Exercise requirements. Rewrite the records below as a single numbered list, one line per item, skipping any blank lines.

Data excerpts.
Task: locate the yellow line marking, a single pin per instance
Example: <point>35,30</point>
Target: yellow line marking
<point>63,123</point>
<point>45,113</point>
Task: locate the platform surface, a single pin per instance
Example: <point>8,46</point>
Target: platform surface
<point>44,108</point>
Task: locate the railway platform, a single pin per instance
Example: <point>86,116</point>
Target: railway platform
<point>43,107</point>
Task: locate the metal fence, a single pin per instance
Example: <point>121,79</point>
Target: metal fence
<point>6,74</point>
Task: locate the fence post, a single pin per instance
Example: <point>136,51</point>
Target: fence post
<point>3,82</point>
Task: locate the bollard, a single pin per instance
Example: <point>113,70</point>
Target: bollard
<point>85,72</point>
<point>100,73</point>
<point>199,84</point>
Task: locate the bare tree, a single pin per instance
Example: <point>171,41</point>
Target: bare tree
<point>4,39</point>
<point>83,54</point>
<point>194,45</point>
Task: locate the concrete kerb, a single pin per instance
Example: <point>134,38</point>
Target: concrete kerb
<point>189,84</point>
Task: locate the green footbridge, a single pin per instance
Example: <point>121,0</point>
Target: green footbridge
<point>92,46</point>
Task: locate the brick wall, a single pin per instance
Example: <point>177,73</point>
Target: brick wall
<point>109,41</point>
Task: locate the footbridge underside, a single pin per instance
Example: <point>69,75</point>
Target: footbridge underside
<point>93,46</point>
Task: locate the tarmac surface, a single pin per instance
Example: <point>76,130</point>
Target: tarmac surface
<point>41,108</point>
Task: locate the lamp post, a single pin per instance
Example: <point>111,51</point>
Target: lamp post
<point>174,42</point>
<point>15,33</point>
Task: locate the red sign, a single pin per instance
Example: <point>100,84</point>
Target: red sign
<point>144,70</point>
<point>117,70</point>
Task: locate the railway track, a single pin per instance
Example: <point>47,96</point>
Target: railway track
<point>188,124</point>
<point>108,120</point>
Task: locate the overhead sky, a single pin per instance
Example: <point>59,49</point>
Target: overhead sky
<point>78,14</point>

Task response.
1. Task: locate the yellow line marking, a single pin per instance
2. Example: <point>35,30</point>
3. Target: yellow line marking
4. <point>63,123</point>
5. <point>45,113</point>
6. Task: locate the platform surface, a single pin per instance
7. Example: <point>8,46</point>
8. Target: platform surface
9. <point>44,108</point>
10. Task: locate the railway platform, a single pin per instance
11. Example: <point>86,116</point>
12. Target: railway platform
13. <point>43,107</point>
14. Task: locate the metal fence, a single pin per instance
15. Example: <point>121,79</point>
16. Target: metal fence
17. <point>6,74</point>
18. Task: locate the fence post, a single pin per instance
19. Example: <point>136,51</point>
20. Target: fence post
21. <point>3,82</point>
22. Task: locate the bollard, a single pin per instance
23. Example: <point>113,70</point>
24. Target: bollard
25. <point>85,72</point>
26. <point>100,73</point>
27. <point>199,84</point>
28. Task: locate the bare tree, a single pin per instance
29. Example: <point>171,41</point>
30. Target: bare tree
31. <point>4,39</point>
32. <point>83,54</point>
33. <point>194,45</point>
34. Task: locate the concrete kerb, a single pin per instance
35. Example: <point>134,38</point>
36. Target: concrete kerb
37. <point>189,84</point>
38. Task: locate the green footbridge, a single pin per instance
39. Example: <point>121,0</point>
40. Target: green footbridge
41. <point>92,46</point>
42. Task: locate the brick wall, a single pin per instance
43. Example: <point>177,73</point>
44. Target: brick wall
45. <point>109,41</point>
46. Task: locate the footbridge underside, a single pin per instance
47. Example: <point>69,75</point>
48. Target: footbridge underside
49. <point>93,46</point>
50. Task: locate the tarmac surface, a single pin per instance
51. Example: <point>76,130</point>
52. Target: tarmac surface
53. <point>41,108</point>
54. Task: locate the lamp post, a single pin per instance
55. Example: <point>111,51</point>
56. Target: lamp post
57. <point>174,42</point>
58. <point>15,33</point>
59. Task: locate the red sign, a single pin per instance
60. Example: <point>100,84</point>
61. Target: red sign
62. <point>144,70</point>
63. <point>117,70</point>
64. Task: locate the railway track, a single pin per instance
65. Example: <point>47,96</point>
66. Target: railway track
67. <point>188,124</point>
68. <point>108,120</point>
69. Task: locate the overhead sky, a single pin per instance
70. Example: <point>59,49</point>
71. Target: overhead sky
72. <point>78,14</point>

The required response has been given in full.